▸ **SELECTED EXCERPT**
┌──
Workshop instructor Lt. Brandon Pate said that this training was originally taken by criminal justice students, where they would go through traffic stop scenarios. However, he said he spoke with Vice President and Chief Inclusion and Equity Officer Amber Smith about expanding the workshop.

“… We had talked about, ‘Is there something that you can do to bring more students in that have questions about traffic stops and how they should go?’” Pate said. “And the more you see in the media traffic stops going bad, the more it raises questions about, ‘What should we do? What is legal, what’s okay? What can we ask?’ So just kind of a natural progression from something we were already kind of doing with a certain group to something that we can do with everybody.”

The training begins with laying out one of a couple different pre-built scenarios, Pate said, and they will go through the scenario and follow it with a debriefing. After this portion, people will have the opportunity to ask questions.

“It’s a chance for students to look at an officer directly and say, ‘Hey, why are there four cars on a traffic stop sometimes?’ Or ‘Why does it seem like there’s always one officer standing there watching the car while the other one’s talking to somebody?’” Pate said. “Or ‘Do I have to get out of the car? Does the passenger have to show their ID?’ So it’s a chance for students to interact, ask us those questions that they’ve been wondering, or maybe some of the questions that they’ve heard of a bad scenario, and they want to ask, ‘Hey, how can we prevent that from happening?’ Or ‘Why did it go that way?’ And it’s just for us to get together and talk it out.”

Photo Contributed by Brandon Pate University of Indianapolis police officers simulate a typical traffic stop with criminal justice students. The police department had been conducting this workshop with criminal justice majors in the past, but have decided to make the program to all students on campus.
└──
▸ **DATA EXTRACT**
┌──
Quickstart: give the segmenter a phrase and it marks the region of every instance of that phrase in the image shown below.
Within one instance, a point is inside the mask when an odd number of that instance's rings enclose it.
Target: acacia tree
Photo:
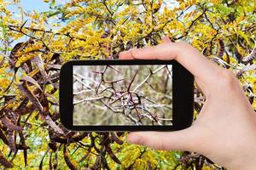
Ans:
[[[232,70],[255,109],[255,1],[44,2],[49,11],[27,13],[19,1],[0,0],[1,168],[223,169],[196,153],[129,144],[125,133],[65,129],[60,67],[70,60],[116,59],[168,36]],[[9,10],[11,4],[20,17]],[[195,97],[196,118],[205,100],[196,86]]]

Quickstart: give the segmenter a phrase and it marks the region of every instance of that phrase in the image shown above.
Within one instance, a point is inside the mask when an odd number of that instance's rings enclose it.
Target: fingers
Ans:
[[[129,133],[128,142],[154,150],[191,150],[195,133],[190,128],[175,132],[133,132]]]
[[[183,42],[163,43],[143,48],[131,48],[119,54],[120,60],[176,60],[198,80],[212,84],[219,77],[220,67],[208,60],[196,48]]]
[[[168,37],[164,37],[162,39],[162,43],[172,42]]]

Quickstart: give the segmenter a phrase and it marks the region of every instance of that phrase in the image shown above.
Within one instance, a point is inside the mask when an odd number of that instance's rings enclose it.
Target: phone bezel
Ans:
[[[74,126],[73,124],[73,66],[106,65],[172,65],[172,124],[165,126]],[[88,60],[65,63],[60,73],[60,118],[63,126],[73,131],[176,131],[192,124],[194,111],[194,76],[175,60]]]

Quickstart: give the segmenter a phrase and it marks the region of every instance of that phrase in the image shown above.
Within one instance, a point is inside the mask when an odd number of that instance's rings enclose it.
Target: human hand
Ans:
[[[230,169],[256,167],[256,114],[236,76],[184,42],[132,48],[120,60],[176,60],[194,76],[206,102],[193,125],[175,132],[133,132],[128,141],[156,150],[189,150]]]

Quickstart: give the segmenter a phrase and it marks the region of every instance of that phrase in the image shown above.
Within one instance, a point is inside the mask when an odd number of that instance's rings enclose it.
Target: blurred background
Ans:
[[[197,153],[130,144],[127,133],[66,129],[60,68],[70,60],[117,59],[167,36],[231,70],[256,109],[255,3],[0,0],[0,168],[224,169]],[[205,97],[195,88],[196,119]]]

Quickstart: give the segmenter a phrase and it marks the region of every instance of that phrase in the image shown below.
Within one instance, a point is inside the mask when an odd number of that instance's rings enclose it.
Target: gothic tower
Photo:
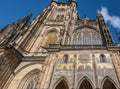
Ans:
[[[120,46],[103,16],[51,4],[0,31],[0,89],[120,89]]]

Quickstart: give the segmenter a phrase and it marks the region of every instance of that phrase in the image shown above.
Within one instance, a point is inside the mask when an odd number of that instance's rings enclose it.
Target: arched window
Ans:
[[[34,89],[34,82],[31,81],[28,86],[27,86],[27,89]]]
[[[38,82],[38,75],[35,75],[28,83],[27,89],[35,89]]]
[[[68,55],[67,54],[65,54],[63,56],[63,60],[64,60],[64,63],[68,63]]]
[[[55,44],[57,42],[57,33],[56,32],[48,33],[44,41],[45,41],[44,46],[49,46],[49,44]]]
[[[36,89],[39,81],[39,70],[33,70],[26,74],[19,83],[17,89]]]
[[[100,33],[91,28],[77,29],[72,36],[74,45],[102,45]]]
[[[106,79],[102,89],[117,89],[117,88],[109,79]]]
[[[89,82],[87,79],[85,79],[85,80],[81,83],[79,89],[93,89],[93,87],[92,87],[92,85],[90,84],[90,82]]]
[[[107,63],[107,59],[106,59],[106,56],[104,54],[100,55],[100,62],[101,63]]]
[[[69,89],[69,87],[68,87],[66,81],[63,79],[57,84],[55,89]]]

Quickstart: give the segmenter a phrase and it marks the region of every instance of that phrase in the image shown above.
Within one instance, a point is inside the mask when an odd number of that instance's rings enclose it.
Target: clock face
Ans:
[[[78,60],[80,63],[86,64],[86,63],[89,63],[90,56],[88,54],[79,55]]]

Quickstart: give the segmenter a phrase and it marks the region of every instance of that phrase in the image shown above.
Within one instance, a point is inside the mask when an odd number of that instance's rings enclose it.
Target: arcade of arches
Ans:
[[[55,89],[69,89],[69,86],[67,85],[65,80],[62,80],[57,84]],[[80,84],[78,89],[94,89],[94,88],[87,79],[84,79],[84,81]],[[106,79],[102,89],[117,89],[117,88],[112,83],[112,81],[110,81],[109,79]]]

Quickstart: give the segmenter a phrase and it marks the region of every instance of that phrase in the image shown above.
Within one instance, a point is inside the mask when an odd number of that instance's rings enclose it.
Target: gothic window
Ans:
[[[104,54],[100,55],[100,62],[101,63],[107,63],[106,56]]]
[[[38,75],[35,75],[28,83],[27,89],[35,89],[37,81],[38,81]]]
[[[62,81],[60,81],[57,86],[55,87],[55,89],[69,89],[66,81],[63,79]]]
[[[64,15],[57,15],[56,20],[64,20]]]
[[[117,88],[109,79],[106,79],[103,84],[103,89],[117,89]]]
[[[90,83],[87,79],[85,79],[85,80],[81,83],[79,89],[93,89],[93,87],[92,87],[91,83]]]
[[[49,44],[56,44],[56,42],[57,42],[57,33],[50,32],[45,37],[44,46],[49,46]]]
[[[34,89],[34,82],[31,81],[28,86],[27,86],[27,89]]]
[[[63,60],[64,60],[64,63],[68,63],[68,55],[67,54],[64,55]]]
[[[102,45],[101,35],[94,29],[77,29],[72,36],[71,44],[74,45]]]

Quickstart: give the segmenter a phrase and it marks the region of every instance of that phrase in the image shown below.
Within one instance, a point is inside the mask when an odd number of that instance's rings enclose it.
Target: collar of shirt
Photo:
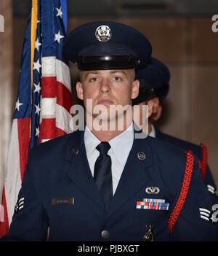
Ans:
[[[134,126],[133,123],[132,123],[126,131],[108,141],[111,147],[108,151],[108,155],[113,153],[120,164],[122,166],[125,165],[132,149],[133,141]],[[96,147],[100,142],[86,125],[84,132],[84,143],[88,158],[94,150],[97,150]]]
[[[156,138],[156,129],[155,129],[153,125],[151,125],[151,131],[149,133],[149,136],[150,136],[153,138]]]

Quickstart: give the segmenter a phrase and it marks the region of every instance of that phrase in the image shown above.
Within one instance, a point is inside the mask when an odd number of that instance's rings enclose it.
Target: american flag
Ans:
[[[62,58],[66,6],[66,0],[32,0],[8,152],[0,236],[8,232],[30,149],[72,131],[70,71]]]

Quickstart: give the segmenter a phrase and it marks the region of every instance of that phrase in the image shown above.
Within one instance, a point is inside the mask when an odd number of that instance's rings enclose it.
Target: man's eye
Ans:
[[[90,82],[97,82],[98,81],[97,77],[92,77],[90,79]]]
[[[114,77],[113,79],[115,82],[121,82],[122,81],[121,78],[119,77]]]

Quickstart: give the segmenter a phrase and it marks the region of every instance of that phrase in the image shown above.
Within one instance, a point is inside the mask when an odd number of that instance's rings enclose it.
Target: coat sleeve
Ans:
[[[217,222],[212,223],[211,220],[213,203],[201,179],[195,157],[194,163],[188,193],[173,228],[171,238],[174,241],[218,241]],[[183,183],[185,179],[185,174]],[[181,190],[179,190],[173,209],[176,207],[180,194]]]
[[[28,165],[18,195],[12,221],[1,241],[43,241],[49,227],[48,217],[37,197],[32,170]]]

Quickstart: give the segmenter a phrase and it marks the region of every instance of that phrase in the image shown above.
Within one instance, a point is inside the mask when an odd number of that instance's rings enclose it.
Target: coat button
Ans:
[[[137,152],[137,157],[140,160],[145,160],[146,158],[145,154],[144,153],[144,152]]]
[[[73,147],[72,150],[72,152],[73,155],[76,155],[78,154],[78,149]]]
[[[103,230],[102,232],[102,238],[104,239],[107,239],[109,237],[109,232],[108,230]]]

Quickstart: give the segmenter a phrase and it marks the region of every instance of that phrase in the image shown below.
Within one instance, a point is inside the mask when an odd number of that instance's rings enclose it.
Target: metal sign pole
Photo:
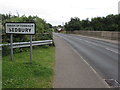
└──
▸ **GIVEN EXERCISE 1**
In the traffic stop workshop article, whom did Pate speak with about expanding the workshop?
▸ **GIVEN EXERCISE 2**
Render this sentence from the traffic stop workshop article in Spanish: "After this portion, people will have the opportunity to ask questions."
▸ **GIVEN EXERCISE 3**
Transcribe the stretch of the traffic stop workshop article from "Workshop instructor Lt." through "expanding the workshop.".

▸ **RESULT 1**
Vice President and Chief Inclusion and Equity Officer Amber Smith.

▸ **RESULT 2**
Después de esta parte, las personas tendrán la oportunidad de hacer preguntas.

▸ **RESULT 3**
Workshop instructor Lt. Brandon Pate said that this training was originally taken by criminal justice students, where they would go through traffic stop scenarios. However, he said he spoke with Vice President and Chief Inclusion and Equity Officer Amber Smith about expanding the workshop.